Operating expenses were $4,479,599
for the four months ended December 31,
2017, equivalent to $936 per
ounce sold (US$743), which compares
favourably to the Company's guidance of $1,000 to $1,050
per ounce for the old fiscal year ended May
31, 2018. Operating cash costs were $699 per ounce sold for the three months ended
May 31, 2017, when the Company
achieved record quarterly gold sales of 4,658 ounces. The higher
operating cash costs in the most recent period are reflective of a
13% lower mill grade compared to the quarter ended May 31, 2017, which resulted in higher gold ounce
production despite comparably lower mill throughput.
Mine operating income for the four months ended December 31, 2017 was $1,291,812, compared to $1,539,616 for the three months ended
May 31, 2017. The comparatively lower
mine operating income in the most recent period, despite being a
four-month period, reflects higher operating expenses in absolute
terms due to significantly higher mining rates and higher mill
throughput rates during the four months ended December 31, 2017. The increased operating
expense were partially offset by depletion and depreciation.

* **Parts of the exercise**:
(1) Do these statements agree with the operating results excerpt? Answer yes or no for each, quoting the words that settle it.
(a) Operating expenses for the four months ended December 31, 2017 were $4,479,599.
(b) Record quarterly gold sales of 4,658 ounces were achieved in the three months ended May 31, 2017.
(c) Mine operating income was higher for the four months ended December 31, 2017 than for the three months ended May 31, 2017.
(2) Could you return the wording of the operating results excerpt from "Operating expenses were" to "lower mill throughput.", copied word for word?

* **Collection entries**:
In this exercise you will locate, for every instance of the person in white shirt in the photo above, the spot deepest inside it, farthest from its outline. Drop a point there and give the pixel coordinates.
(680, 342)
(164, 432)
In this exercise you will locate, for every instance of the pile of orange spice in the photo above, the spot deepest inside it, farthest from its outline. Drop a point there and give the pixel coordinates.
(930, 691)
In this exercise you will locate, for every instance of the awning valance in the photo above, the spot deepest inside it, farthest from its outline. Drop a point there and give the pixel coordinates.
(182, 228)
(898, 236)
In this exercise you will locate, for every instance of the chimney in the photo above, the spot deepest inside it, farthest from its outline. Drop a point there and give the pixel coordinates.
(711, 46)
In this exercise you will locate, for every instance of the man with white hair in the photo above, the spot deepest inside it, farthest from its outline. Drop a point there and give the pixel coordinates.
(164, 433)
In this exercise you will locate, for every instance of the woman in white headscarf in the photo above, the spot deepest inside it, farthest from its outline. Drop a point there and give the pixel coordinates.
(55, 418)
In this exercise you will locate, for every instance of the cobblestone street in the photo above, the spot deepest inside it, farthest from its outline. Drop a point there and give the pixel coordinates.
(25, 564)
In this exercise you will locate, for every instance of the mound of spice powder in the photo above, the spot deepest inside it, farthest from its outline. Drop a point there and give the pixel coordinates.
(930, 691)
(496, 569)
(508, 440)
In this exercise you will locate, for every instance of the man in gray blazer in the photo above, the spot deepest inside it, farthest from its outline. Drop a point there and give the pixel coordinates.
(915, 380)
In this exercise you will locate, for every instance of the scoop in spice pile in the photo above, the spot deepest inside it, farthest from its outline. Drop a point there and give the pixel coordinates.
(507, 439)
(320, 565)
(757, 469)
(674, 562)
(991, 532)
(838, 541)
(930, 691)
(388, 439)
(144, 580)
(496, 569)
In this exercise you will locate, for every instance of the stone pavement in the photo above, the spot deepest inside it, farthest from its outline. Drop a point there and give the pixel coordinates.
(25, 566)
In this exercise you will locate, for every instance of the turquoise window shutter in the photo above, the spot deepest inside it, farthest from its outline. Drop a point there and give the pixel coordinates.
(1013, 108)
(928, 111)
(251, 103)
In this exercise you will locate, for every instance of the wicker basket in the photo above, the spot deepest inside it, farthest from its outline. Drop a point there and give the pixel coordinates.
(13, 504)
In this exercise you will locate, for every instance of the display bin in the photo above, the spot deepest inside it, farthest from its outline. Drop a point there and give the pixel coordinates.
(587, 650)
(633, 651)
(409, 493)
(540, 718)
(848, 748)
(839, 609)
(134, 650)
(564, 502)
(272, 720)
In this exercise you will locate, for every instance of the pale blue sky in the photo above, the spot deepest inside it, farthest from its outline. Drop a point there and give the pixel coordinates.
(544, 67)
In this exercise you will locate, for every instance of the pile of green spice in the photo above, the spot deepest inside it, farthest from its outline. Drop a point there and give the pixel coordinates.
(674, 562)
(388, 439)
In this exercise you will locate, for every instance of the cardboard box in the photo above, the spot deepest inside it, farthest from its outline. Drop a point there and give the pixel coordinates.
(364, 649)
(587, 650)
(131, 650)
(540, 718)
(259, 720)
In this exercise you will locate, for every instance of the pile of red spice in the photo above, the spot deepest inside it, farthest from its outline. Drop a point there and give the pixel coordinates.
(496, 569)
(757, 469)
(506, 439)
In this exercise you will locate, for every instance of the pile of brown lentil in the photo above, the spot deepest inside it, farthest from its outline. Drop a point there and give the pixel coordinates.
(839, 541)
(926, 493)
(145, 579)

* **Expected answers**:
(1)
(a) Yes: "Operating expenses were $4,479,599 for the four months ended December 31, 2017"
(b) Yes: "Operating cash costs were $699 per ounce sold for the three months ended May 31, 2017, when the Company achieved record quarterly gold sales of 4,658 ounces"
(c) No: "Mine operating income for the four months ended December 31, 2017 was $1,291,812, compared to $1,539,616 for the three months ended May 31, 2017"

(2)
Operating expenses were $4,479,599
for the four months ended December 31,
2017, equivalent to $936 per
ounce sold (US$743), which compares
favourably to the Company's guidance of $1,000 to $1,050
per ounce for the old fiscal year ended May
31, 2018. Operating cash costs were $699 per ounce sold for the three months ended
May 31, 2017, when the Company
achieved record quarterly gold sales of 4,658 ounces. The higher
operating cash costs in the most recent period are reflective of a
13% lower mill grade compared to the quarter ended May 31, 2017, which resulted in higher gold ounce
production despite comparably lower mill throughput.